→ Kayıtlı veri girdileri:
○ ○ ○ ○ ○
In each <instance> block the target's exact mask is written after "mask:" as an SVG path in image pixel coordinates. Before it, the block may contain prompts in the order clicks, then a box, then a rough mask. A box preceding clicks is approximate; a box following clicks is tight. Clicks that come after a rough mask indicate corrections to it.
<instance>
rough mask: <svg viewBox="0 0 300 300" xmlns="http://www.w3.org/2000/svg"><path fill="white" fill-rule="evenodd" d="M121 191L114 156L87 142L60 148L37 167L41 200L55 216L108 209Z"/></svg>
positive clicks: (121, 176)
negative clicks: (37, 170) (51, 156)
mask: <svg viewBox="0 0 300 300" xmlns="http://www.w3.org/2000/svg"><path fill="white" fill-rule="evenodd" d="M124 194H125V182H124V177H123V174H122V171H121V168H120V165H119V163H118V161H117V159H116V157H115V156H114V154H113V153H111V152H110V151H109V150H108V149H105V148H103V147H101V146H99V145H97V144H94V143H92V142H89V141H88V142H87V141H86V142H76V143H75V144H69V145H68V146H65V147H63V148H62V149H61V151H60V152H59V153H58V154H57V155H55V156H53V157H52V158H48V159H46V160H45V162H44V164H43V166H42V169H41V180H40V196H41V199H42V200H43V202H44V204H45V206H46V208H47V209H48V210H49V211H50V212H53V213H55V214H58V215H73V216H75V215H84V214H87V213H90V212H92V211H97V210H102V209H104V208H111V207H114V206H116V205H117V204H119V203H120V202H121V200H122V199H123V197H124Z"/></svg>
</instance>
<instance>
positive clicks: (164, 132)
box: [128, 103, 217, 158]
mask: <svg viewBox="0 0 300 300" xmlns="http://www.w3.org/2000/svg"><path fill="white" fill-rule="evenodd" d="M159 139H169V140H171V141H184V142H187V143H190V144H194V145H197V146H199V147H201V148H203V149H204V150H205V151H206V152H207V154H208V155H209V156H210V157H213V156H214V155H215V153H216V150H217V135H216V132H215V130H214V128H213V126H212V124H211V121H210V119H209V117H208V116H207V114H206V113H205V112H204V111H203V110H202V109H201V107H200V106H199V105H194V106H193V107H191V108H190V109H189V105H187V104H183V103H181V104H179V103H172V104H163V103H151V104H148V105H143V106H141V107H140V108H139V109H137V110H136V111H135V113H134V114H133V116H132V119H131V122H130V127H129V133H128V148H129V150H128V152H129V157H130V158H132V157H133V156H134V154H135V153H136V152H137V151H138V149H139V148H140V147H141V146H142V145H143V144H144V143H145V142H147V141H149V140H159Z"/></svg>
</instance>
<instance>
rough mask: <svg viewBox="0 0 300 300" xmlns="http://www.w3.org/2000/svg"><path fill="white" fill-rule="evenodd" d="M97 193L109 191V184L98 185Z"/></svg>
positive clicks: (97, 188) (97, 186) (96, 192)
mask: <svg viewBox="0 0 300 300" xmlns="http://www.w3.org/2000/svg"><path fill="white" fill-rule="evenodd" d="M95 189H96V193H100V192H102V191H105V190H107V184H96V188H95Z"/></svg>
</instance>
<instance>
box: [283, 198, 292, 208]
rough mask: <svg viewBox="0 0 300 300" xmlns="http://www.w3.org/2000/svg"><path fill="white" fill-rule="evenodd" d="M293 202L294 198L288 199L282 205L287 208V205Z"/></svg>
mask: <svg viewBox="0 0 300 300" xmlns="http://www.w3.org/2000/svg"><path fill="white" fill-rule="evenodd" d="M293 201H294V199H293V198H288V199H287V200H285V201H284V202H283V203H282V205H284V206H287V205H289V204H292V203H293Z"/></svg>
○ ○ ○ ○ ○
→ Alıştırma Koşulları: Yukarıdaki kayıtlarda "positive" kelimesini içeren bütün satırları listeler misin? Her satırı kayıtlarda geçtiği gibi aktar.

→ Alıştırma Cevabı:
positive clicks: (121, 176)
positive clicks: (164, 132)
positive clicks: (97, 188) (97, 186) (96, 192)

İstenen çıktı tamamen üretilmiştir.